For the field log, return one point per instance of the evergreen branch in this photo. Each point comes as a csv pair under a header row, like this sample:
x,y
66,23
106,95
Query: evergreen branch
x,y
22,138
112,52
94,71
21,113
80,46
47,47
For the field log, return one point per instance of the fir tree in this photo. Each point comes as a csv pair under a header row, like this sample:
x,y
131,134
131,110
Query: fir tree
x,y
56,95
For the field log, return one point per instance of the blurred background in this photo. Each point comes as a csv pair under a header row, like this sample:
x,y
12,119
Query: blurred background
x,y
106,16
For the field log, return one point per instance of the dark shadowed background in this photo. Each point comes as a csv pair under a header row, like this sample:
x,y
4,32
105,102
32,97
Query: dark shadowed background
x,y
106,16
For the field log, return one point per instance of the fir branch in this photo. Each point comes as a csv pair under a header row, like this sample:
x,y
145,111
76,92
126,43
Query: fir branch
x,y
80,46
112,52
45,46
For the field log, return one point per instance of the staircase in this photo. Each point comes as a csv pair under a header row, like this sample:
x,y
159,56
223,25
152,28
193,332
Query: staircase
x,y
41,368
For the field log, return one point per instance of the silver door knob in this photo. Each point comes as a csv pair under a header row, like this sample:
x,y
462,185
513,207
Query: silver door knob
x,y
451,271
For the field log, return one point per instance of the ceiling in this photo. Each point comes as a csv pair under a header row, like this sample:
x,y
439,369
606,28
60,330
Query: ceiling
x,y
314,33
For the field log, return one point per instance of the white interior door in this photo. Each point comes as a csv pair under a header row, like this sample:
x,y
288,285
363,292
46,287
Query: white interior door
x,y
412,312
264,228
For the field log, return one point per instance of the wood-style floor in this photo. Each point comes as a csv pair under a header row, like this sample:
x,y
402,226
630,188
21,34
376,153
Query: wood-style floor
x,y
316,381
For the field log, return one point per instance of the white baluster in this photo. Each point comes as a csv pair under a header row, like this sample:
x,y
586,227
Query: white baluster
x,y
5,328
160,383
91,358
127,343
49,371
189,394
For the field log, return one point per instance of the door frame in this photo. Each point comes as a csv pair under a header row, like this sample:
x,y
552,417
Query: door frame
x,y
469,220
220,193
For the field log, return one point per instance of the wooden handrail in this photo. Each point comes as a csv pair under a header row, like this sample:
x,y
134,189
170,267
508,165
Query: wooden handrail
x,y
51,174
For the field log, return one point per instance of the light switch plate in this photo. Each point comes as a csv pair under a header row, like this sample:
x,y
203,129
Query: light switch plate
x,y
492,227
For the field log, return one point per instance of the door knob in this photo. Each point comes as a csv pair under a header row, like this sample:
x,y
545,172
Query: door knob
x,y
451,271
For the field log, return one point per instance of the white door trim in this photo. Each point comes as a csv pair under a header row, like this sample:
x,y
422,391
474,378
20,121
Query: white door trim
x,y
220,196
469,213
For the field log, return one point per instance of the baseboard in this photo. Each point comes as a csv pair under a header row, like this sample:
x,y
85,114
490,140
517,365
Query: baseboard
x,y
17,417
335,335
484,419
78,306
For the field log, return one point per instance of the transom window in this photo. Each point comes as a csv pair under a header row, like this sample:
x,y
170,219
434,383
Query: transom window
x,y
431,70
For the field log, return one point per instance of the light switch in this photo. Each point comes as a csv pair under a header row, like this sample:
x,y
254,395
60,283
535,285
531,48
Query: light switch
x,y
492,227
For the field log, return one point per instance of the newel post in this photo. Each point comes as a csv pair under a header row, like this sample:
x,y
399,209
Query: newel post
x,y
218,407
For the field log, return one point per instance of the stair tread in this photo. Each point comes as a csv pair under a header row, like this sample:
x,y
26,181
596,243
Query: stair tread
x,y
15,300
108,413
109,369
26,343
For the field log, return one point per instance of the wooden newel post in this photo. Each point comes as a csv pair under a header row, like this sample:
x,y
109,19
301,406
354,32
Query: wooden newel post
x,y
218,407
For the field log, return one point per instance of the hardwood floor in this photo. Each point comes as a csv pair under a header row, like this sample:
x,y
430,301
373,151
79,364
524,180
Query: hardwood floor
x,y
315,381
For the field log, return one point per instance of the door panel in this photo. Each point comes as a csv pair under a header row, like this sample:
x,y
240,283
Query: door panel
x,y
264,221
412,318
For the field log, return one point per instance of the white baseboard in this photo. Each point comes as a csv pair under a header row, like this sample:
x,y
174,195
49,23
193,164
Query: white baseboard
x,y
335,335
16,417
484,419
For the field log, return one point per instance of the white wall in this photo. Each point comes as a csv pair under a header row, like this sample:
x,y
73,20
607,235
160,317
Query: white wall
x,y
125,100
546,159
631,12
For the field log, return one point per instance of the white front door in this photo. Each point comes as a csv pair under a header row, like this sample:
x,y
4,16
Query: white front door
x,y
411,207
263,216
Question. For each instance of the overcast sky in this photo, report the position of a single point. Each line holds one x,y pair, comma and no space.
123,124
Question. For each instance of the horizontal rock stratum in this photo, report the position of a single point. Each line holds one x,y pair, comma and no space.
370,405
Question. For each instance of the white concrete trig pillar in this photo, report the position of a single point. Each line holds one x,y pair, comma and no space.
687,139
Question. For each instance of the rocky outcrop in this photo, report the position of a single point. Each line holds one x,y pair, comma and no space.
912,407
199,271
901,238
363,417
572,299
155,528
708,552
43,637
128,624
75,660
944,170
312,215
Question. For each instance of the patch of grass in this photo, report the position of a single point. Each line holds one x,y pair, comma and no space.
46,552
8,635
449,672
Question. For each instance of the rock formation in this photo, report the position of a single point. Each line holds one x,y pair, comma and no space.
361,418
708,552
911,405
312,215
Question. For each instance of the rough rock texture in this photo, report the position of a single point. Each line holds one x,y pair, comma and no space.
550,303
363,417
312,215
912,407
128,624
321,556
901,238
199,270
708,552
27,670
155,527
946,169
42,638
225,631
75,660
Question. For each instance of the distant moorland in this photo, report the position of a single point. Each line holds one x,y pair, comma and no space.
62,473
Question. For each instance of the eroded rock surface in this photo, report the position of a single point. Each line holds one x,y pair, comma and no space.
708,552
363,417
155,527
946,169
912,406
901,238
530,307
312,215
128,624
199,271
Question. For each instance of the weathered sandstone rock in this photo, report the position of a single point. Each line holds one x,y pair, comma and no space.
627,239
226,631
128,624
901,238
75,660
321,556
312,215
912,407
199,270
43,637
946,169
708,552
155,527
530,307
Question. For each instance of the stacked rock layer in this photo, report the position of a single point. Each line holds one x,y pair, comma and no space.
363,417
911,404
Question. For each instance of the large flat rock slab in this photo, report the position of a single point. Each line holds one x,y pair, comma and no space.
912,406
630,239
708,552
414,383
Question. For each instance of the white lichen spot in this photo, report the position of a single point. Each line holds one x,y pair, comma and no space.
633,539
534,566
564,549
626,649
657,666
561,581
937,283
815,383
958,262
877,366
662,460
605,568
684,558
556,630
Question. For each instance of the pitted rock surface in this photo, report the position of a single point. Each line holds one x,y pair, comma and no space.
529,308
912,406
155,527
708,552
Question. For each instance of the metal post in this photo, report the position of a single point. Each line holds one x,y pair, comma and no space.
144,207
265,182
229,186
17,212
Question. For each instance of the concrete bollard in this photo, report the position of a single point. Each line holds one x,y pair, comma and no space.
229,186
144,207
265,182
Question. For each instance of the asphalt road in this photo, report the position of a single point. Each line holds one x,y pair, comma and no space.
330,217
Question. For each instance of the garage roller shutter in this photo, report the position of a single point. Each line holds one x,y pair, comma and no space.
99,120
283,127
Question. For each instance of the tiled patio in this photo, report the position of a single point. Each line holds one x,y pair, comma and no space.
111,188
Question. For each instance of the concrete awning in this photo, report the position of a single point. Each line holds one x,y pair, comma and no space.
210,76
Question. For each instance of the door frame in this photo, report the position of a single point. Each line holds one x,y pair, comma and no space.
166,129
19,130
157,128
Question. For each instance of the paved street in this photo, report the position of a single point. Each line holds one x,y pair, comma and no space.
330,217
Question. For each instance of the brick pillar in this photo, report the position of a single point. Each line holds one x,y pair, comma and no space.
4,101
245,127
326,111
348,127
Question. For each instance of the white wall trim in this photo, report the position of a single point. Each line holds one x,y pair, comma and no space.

*Your goal*. Quote every line from the line containing "Question. For each instance of the white lichen" through the closing line of the listing, including both.

*Answer for this exercise*.
Question. For each instance of the white lichen spot in this photo, report the position of a single point. Each line holds one x,y pair, comma and no space.
633,539
534,566
564,549
626,649
657,666
561,581
937,283
815,383
958,262
877,366
662,460
605,568
684,558
556,630
Question. For each instance of the pitted rock surface in this photo, report the position of a single point. Each line holds one x,y pair, comma and no space.
529,308
912,406
155,527
708,552
Question. For each instance of the metal post in this photo, report the position of a single point. Each line holds one x,y pair, comma and no space.
144,207
265,182
229,186
17,212
Question. For each instance of the concrete bollard in this photo, report the position of a single point. Each line holds one x,y pair, comma and no space.
229,186
144,207
265,182
Question. For each instance of the asphalt road in this photo, report the position of a single point. Each line holds one x,y pair, comma and no space.
330,217
Question. For each instance of the garage roller shutter in this photo, report the position of a single point. Each line holds one x,y pair, comma and no space.
99,120
283,127
Question. For each instance of the tiled patio in this photo, report the position of a single point. Each line holds one x,y pair, comma and no space.
111,188
Question. For each instance of the concrete awning in this photo, report the position of a single point. Each line holds one x,y pair, comma and no space.
210,76
Question. For each instance of the door frame in this photo, report the position of a single point. Each line holds one x,y pair, comma and no space.
166,129
19,130
157,128
Question. For each instance of the paved street in this photo, report the position of a single point. Each line holds one x,y pair, comma and no space.
330,217
Question. For each instance of the brick pillar in this photo, report the position of a single point. Each line holds one x,y pair, comma and no space.
4,101
245,127
326,111
348,127
Question. For each instance of the white wall trim in this photo, report the position of a single point. Each line holds one x,y pair, comma and no space.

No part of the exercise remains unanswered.